··· Extracted information ···

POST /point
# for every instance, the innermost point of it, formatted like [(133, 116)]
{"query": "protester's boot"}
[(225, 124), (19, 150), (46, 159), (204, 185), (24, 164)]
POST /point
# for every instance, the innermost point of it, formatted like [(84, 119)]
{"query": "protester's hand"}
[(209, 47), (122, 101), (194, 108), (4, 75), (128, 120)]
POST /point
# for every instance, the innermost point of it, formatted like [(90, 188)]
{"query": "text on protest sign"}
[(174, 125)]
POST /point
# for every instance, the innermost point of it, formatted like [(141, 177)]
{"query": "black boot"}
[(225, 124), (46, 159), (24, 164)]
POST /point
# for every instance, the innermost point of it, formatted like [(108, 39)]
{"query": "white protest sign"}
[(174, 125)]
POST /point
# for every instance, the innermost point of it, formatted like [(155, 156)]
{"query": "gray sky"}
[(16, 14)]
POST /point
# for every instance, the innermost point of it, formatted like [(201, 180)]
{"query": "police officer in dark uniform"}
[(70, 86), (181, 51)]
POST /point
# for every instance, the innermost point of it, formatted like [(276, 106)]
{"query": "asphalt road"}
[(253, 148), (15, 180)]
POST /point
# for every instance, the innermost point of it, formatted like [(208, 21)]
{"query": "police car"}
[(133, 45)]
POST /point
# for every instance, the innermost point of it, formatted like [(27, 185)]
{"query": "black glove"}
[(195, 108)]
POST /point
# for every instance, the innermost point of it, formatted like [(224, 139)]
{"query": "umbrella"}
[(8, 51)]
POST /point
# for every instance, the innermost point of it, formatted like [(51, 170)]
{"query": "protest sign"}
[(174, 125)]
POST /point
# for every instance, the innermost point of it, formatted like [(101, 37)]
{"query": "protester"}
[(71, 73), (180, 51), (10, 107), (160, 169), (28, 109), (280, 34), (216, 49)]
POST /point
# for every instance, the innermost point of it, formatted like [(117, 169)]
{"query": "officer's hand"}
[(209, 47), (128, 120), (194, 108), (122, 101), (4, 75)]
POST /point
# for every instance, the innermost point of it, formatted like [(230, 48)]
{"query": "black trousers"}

···

▸ **Stated task**:
Please lay out everything from the start of the rows above through the line that contains "[(225, 124), (19, 150), (46, 159), (204, 185), (24, 164)]" as a numbered list, leaving out any blank lines.

▸ **Correct answer**:
1. POST /point
2. # for every instance, the innermost point of it, formatted like [(133, 116)]
3. {"query": "protester's boot"}
4. [(225, 124), (19, 150), (46, 159), (204, 185), (24, 164)]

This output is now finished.